◆ ACTIVITY
Reproduce word for word the passage of the PostgreSQL to Kafka replication page starting at "Before you begin" and ending at "the psql client.".

◆ TEXT SEGMENT
PostgreSQL to Kafka Data Replication

NineData Data Replication supports replicating PostgreSQL data to Kafka topics.

Overview

Use this page to create a PostgreSQL to Kafka replication task and understand the JSON payload written to each Kafka topic.

Before you begin

Add the source PostgreSQL data source and target Kafka data source to NineData. For instructions, see Add data sources.
The target system is Kafka 0.10 or later.
Make sure the source account has the following permissions:
Replication type
Permissions
Full Replication CONNECT, SELECT
Incremental Replication SUPERUSER
For incremental replication, open postgresql.conf and configure the following parameters. If you do not know the file location, run SHOW config_file; in the psql client.
- The wal_level parameter of the source data source must be logical. To confirm the current value, run SHOW wal_level in the client.
- Set wal_sender_timeout to 0. This parameter interrupts replication connections that stay idle for longer than the configured number of milliseconds. The default value is 60000 milliseconds. Setting it to 0 disables the timeout. To confirm the current value, run SHOW wal_sender_timeout in the client.
- Set max_replication_slots to a value greater than 1. This parameter specifies the maximum number of replication slots that the server supports. The default value is 10.
- Set max_wal_senders to a value greater than 1. This parameter specifies the maximum number of concurrent WAL sender connections. The default value is 10. To confirm the current value, run SHOW max_wal_senders in the client.

Replication type	Permissions
Full Replication	CONNECT, SELECT
Incremental Replication	SUPERUSER

Restrictions

Before you run a replication task, assess the performance of the source and target data sources. Run full replication during off-peak hours when possible because the initial load consumes read and write resources.
Each replicated table must have a primary key or a unique constraint, and column names must be unique. Otherwise, duplicate rows may be replicated.

Procedure

Sign in to the NineData Console.
In the left navigation pane, click Replication > Data Replication.
On the Replication page, click Create Replication.

On the Source & Target tab, configure the fields in the table, and click Next.

Parameter	Description
Name	Enter a name for the data synchronization task. To make the task easier to find and manage later, use a meaningful name. Up to 64 characters are supported.
Source	The data source that contains the objects to synchronize.
Datahub Project	Select the target Datahub Project. Data from the source data source will be written to the specified Project.
Kafka Topic	Select the target Kafka Topic. Data from the source data source will be written to the specified Topic.
Delivery Partition	When delivering data to a Topic, specify the partition to which the data is delivered. Deliver All to Partition 0: Deliver all data to the default partition 0. Deliver to different partition by the Hash value of [databaseName + tableName]: Hash data across different partitions. NineData uses the hash value of the database name and table name to calculate the target partition, ensuring that data from the same table is delivered to the same partition during hash delivery.

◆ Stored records
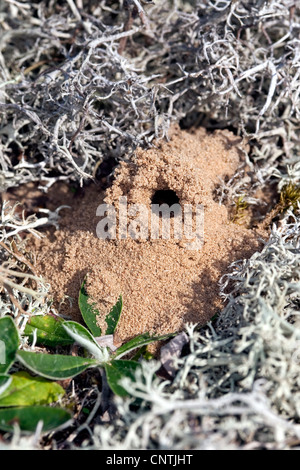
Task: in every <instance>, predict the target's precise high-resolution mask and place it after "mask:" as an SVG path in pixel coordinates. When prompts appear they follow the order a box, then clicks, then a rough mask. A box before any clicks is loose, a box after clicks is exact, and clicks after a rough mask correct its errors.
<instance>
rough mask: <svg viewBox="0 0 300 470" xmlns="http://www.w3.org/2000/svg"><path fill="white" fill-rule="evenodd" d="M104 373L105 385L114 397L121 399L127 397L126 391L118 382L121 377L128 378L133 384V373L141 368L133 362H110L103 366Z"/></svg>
mask: <svg viewBox="0 0 300 470" xmlns="http://www.w3.org/2000/svg"><path fill="white" fill-rule="evenodd" d="M104 367H105V372H106V378H107V383H108V385H109V386H110V388H111V389H112V391H113V392H114V393H115V394H116V395H120V396H121V397H124V396H127V395H129V393H128V392H127V390H125V389H124V387H122V386H121V385H120V380H121V379H122V378H123V377H128V378H129V379H130V380H131V381H133V382H135V372H136V370H137V369H138V368H139V367H141V366H140V364H139V363H138V362H135V361H119V360H118V361H112V362H111V363H107V364H105V366H104Z"/></svg>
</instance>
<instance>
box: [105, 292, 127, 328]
mask: <svg viewBox="0 0 300 470" xmlns="http://www.w3.org/2000/svg"><path fill="white" fill-rule="evenodd" d="M122 308H123V299H122V296H121V295H120V297H119V299H118V301H117V303H116V304H115V305H114V306H113V308H112V309H111V311H110V312H109V314H108V315H106V317H105V321H106V323H107V330H106V333H105V334H106V335H113V334H114V332H115V331H116V328H117V325H118V322H119V319H120V316H121V313H122Z"/></svg>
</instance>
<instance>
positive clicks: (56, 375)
mask: <svg viewBox="0 0 300 470" xmlns="http://www.w3.org/2000/svg"><path fill="white" fill-rule="evenodd" d="M17 359H18V360H19V361H20V362H21V363H22V364H24V365H25V366H26V367H27V368H28V369H29V370H31V371H32V372H34V373H35V374H39V375H42V376H43V377H46V378H47V379H52V380H62V379H68V378H71V377H75V375H78V374H80V373H81V372H83V371H84V370H86V369H88V368H89V367H95V366H97V365H99V361H96V360H95V359H90V358H85V357H77V356H63V355H60V354H42V353H34V352H29V351H19V352H18V354H17Z"/></svg>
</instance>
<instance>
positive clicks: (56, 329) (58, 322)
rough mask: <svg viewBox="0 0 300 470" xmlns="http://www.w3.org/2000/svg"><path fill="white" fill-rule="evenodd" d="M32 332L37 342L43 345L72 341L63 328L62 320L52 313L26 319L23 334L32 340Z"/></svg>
mask: <svg viewBox="0 0 300 470" xmlns="http://www.w3.org/2000/svg"><path fill="white" fill-rule="evenodd" d="M35 332H36V333H35ZM34 334H36V342H37V344H43V345H45V346H50V347H52V346H58V345H60V346H67V345H69V344H72V343H74V341H73V340H72V339H71V338H70V336H69V335H68V334H67V333H66V332H65V330H64V328H63V320H62V319H61V318H59V317H53V316H52V315H35V316H33V317H31V318H30V319H29V320H28V322H27V324H26V326H25V330H24V335H25V336H29V338H30V340H31V341H33V338H34Z"/></svg>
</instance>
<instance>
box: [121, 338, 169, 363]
mask: <svg viewBox="0 0 300 470" xmlns="http://www.w3.org/2000/svg"><path fill="white" fill-rule="evenodd" d="M173 336H175V333H170V334H167V335H162V336H150V335H149V333H143V334H142V335H139V336H136V337H135V338H133V339H131V340H130V341H128V342H127V343H125V344H123V345H122V346H121V347H120V348H119V349H118V350H117V351H116V352H115V354H114V355H113V357H114V359H117V358H118V359H120V358H121V357H123V356H125V354H128V353H129V352H130V351H133V350H134V349H136V348H141V347H142V346H146V345H147V344H151V343H154V342H155V341H164V340H166V339H169V338H172V337H173Z"/></svg>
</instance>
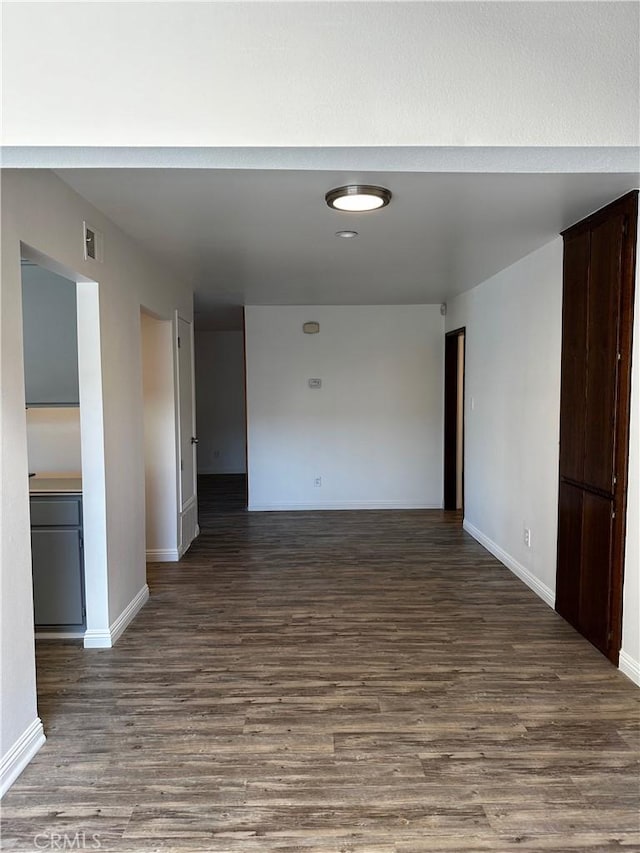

◆ RESULT OF THE EXERCISE
Before you begin

Add the source PostgreSQL data source and target Kafka data source to NineData. For instructions, see Add data sources.
The target system is Kafka 0.10 or later.
Make sure the source account has the following permissions:
Replication type
Permissions
Full Replication CONNECT, SELECT
Incremental Replication SUPERUSER
For incremental replication, open postgresql.conf and configure the following parameters. If you do not know the file location, run SHOW config_file; in the psql client.